Directions for this task: Using the data below, return the stretch from the line that contains "x=682, y=615" through the line that contains "x=942, y=488", both included, exactly as it stands and nothing beyond it.

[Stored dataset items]
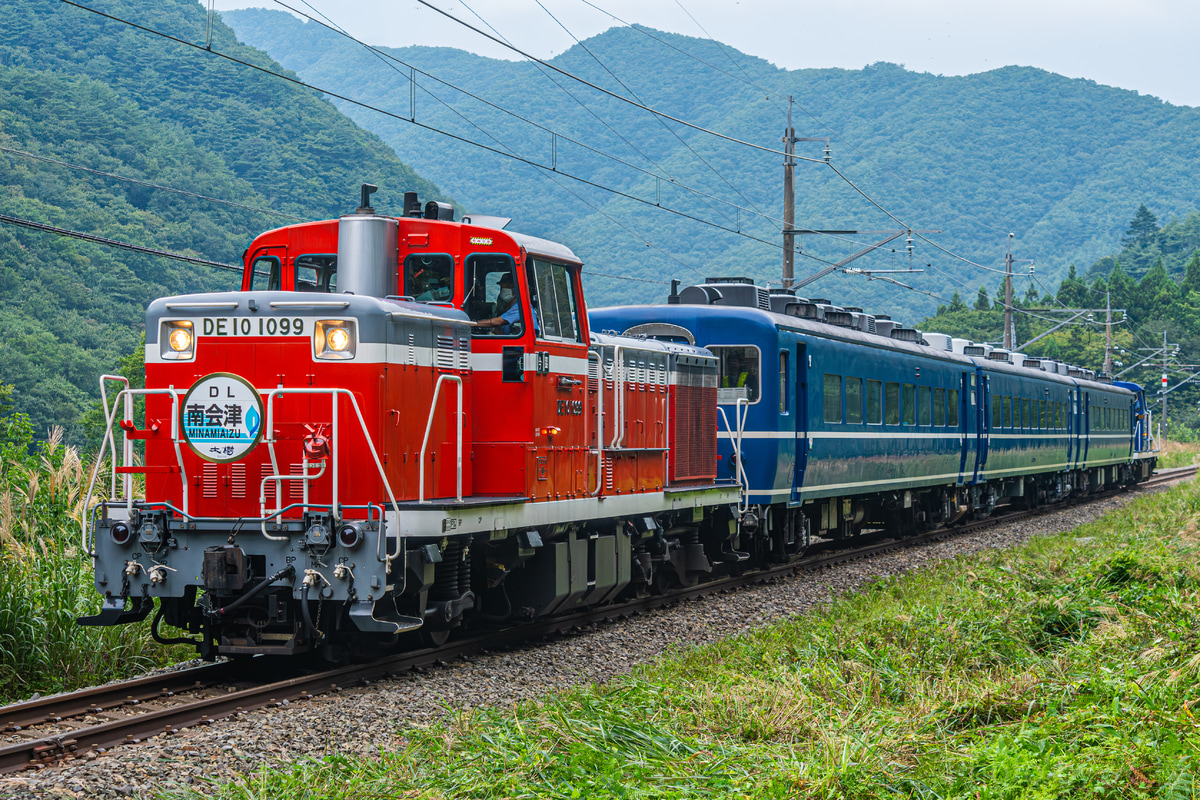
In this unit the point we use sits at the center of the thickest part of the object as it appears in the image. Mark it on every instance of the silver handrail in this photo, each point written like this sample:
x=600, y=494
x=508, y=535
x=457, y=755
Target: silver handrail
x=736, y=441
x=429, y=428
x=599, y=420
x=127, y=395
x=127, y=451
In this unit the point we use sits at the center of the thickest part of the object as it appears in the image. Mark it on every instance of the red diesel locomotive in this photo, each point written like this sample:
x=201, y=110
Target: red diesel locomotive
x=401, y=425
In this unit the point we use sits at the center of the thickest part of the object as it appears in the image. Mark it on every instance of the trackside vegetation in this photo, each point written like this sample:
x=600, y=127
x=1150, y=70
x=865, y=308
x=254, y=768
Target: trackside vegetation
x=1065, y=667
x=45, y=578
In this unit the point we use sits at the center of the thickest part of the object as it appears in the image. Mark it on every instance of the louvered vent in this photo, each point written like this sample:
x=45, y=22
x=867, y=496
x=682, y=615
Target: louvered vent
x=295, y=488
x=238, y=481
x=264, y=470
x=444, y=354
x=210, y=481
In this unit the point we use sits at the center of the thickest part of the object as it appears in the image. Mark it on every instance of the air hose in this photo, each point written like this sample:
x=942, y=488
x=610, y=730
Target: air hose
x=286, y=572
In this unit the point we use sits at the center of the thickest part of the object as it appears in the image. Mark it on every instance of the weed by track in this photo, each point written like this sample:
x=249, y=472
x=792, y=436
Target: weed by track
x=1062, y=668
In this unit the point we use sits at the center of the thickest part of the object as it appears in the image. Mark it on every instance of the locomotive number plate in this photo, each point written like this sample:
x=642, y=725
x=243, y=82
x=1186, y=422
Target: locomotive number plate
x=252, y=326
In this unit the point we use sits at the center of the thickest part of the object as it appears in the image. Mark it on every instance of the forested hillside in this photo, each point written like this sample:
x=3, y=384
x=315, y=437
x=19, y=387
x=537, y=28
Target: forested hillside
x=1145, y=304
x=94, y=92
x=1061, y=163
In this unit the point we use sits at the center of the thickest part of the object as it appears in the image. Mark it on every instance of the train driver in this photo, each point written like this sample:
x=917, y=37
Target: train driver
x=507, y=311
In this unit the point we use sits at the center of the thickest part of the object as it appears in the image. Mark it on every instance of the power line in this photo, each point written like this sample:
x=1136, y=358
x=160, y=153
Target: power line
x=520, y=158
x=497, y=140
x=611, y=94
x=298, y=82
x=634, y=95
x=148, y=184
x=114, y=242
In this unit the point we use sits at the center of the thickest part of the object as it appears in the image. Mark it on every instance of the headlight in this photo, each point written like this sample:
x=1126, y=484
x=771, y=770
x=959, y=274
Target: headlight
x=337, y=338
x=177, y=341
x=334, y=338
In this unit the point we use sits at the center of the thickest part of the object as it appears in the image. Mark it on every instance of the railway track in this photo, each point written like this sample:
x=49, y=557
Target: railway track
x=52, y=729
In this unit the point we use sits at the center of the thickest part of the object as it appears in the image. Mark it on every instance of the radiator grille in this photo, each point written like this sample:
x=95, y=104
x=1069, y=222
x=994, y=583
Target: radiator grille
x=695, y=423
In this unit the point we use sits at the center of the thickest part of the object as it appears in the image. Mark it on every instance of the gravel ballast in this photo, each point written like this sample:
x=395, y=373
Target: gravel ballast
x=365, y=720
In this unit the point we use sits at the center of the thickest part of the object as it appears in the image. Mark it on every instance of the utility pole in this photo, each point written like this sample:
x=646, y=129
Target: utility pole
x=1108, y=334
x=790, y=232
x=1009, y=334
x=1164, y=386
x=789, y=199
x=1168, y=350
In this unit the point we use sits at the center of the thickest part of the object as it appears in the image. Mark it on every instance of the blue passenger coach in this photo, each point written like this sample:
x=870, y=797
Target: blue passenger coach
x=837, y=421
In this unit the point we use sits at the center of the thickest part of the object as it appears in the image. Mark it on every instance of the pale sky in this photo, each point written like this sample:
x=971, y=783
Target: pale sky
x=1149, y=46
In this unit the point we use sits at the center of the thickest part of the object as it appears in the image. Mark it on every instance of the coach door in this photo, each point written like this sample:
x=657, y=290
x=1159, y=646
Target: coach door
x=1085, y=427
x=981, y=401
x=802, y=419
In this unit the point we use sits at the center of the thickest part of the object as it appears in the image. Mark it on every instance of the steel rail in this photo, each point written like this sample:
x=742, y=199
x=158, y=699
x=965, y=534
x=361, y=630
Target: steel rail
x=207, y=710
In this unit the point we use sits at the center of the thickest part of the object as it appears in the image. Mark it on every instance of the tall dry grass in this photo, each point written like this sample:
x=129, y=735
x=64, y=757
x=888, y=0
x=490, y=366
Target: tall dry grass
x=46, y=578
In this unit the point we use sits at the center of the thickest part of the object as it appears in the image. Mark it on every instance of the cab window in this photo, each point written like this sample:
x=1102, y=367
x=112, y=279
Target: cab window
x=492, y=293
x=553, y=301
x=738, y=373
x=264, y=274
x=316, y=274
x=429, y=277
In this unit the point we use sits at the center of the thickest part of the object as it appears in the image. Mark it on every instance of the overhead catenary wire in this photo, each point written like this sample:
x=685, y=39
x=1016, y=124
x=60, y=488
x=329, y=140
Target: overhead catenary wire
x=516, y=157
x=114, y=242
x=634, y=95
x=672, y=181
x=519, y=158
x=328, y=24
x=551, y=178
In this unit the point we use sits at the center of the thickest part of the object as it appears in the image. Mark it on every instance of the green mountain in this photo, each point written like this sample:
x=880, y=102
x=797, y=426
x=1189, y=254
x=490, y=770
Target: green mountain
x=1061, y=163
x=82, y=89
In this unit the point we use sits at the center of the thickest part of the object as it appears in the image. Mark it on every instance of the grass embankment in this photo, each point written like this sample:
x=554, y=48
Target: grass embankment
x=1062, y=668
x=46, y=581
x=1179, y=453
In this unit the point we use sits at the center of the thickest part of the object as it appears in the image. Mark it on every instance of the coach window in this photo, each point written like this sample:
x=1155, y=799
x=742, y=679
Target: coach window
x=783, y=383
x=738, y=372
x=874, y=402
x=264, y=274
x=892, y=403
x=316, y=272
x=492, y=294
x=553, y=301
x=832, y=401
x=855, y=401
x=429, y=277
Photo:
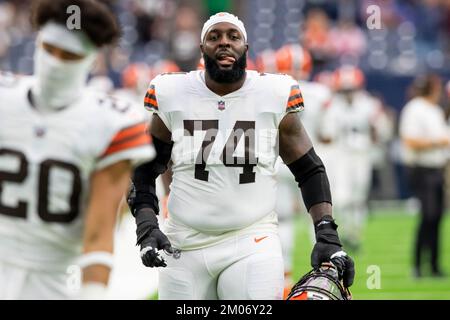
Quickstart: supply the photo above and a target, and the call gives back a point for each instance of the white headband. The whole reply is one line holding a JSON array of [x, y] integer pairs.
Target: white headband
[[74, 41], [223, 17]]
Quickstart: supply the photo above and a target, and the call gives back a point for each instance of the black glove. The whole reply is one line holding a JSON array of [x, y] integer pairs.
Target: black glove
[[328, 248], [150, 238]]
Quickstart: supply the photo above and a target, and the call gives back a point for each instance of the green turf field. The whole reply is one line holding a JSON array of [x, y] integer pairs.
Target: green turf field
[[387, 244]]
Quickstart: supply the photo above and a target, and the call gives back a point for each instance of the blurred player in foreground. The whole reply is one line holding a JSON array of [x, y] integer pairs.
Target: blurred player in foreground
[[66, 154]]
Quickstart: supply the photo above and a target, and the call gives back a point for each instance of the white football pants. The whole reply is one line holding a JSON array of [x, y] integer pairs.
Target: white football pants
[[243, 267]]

Answer below:
x=682, y=615
Target: louvered vent
x=295, y=488
x=238, y=481
x=264, y=470
x=444, y=354
x=210, y=481
In this unit the point we use sits at the center of the thickest part of the object as it appears in the image. Mark it on every instance of the air hose in this photo, each point written like this sample:
x=942, y=488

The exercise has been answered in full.